━━━ TEXTO

El ingreso de Kim Basinger en el mundo del cine venía rodeado de los mejores augurios. Alguien dijo que era la nueva Marilyn Monroe. Robert Altman lo contradijo: “Será la nueva Meryl Streep”, afirmó. Mientras tanto esta película era su primer paso serio para construir una carrera de actriz prestigiosa, su primer protagónico.
Eso implicaba responder a unas expectativas que ni siquiera sabía cuáles eran. Y le parecía, como a tantas otras, que el precio a pagar debía ser alto. Los maltratos estaban tan naturalizados que aunque se los cuestionara internamente parecían sr algo inherente al mundo de la actuación (lo que nadie pensaba era por qué a los actores no solían maltratarlos en los rodajes, ni exigirles favores sexuales, ni los sometían a abusos físicos o psicológicos).
Adrian Lyne quería llevar a Basinger hasta el límite de sus fuerzas, quería que sus reacciones en pantalla fueran lo más reales posibles. Si el personaje era humillada, la actriz también lo sería.

━━━━━━

◆ TAREAS POR REALIZAR:
• A. Según el texto sobre Kim Basinger, ¿qué afirmó Robert Altman que sería la actriz?
• B. Vuelve a escribir, sin ningún cambio, el fragmento del texto sobre Kim Basinger que empieza con "Adrian Lyne quería" y sigue hasta "también lo sería.".
• C. Indica si cada afirmación concuerda con el texto sobre Kim Basinger. Contesta sí o no y cita las palabras del texto que lo deciden.
(i) Alguien comparó a Kim Basinger con Marilyn Monroe.
(ii) Esta película fue el segundo protagónico de Basinger.
(iii) Adrian Lyne quería que las reacciones de Basinger en pantalla fueran lo más reales posibles.
Responde basándote únicamente en el texto sobre Kim Basinger.

━━━ DATOS PROPORCIONADOS

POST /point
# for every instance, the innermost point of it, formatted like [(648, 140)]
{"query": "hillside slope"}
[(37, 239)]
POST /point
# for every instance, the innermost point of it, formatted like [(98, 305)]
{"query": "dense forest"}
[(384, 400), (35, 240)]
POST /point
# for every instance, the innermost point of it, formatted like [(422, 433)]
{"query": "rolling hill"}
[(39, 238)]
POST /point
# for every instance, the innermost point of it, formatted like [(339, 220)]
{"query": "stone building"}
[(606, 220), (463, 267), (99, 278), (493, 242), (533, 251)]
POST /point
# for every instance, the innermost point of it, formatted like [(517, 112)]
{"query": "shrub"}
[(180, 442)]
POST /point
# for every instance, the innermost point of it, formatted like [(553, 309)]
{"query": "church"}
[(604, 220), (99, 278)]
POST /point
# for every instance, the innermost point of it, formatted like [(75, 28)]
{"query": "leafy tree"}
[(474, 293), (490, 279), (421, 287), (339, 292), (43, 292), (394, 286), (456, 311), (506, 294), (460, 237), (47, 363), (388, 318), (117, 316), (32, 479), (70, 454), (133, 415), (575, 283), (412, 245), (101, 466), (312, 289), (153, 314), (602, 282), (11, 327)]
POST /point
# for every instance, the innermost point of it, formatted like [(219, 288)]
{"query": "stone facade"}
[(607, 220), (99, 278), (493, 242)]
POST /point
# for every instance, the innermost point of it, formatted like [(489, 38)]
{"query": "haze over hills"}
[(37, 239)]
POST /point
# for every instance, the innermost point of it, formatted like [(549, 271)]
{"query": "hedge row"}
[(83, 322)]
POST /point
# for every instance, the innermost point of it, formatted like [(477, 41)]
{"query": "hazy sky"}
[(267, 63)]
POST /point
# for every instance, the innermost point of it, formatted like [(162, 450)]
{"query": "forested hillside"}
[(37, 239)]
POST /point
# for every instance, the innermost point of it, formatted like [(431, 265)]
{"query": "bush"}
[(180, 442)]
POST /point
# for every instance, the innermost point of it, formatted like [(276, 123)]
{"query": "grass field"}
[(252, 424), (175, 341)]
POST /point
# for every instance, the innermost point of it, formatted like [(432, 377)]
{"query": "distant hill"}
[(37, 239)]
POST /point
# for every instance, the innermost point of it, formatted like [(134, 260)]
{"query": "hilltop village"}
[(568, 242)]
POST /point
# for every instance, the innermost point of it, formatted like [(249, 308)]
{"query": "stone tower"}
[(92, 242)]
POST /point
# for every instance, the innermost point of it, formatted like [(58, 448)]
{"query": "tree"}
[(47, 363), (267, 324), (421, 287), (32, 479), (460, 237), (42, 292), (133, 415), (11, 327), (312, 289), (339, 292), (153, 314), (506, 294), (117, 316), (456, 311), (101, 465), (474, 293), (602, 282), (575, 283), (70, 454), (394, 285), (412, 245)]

━━━━━━

◆ SOLUCIONES:
• A. La nueva Meryl Streep.

• B.
Adrian Lyne quería llevar a Basinger hasta el límite de sus fuerzas, quería que sus reacciones en pantalla fueran lo más reales posibles. Si el personaje era humillada, la actriz también lo sería.

• C.
(i) Sí: "Alguien dijo que era la nueva Marilyn Monroe."
(ii) No: "su primer protagónico".
(iii) Sí: "quería que sus reacciones en pantalla fueran lo más reales posibles".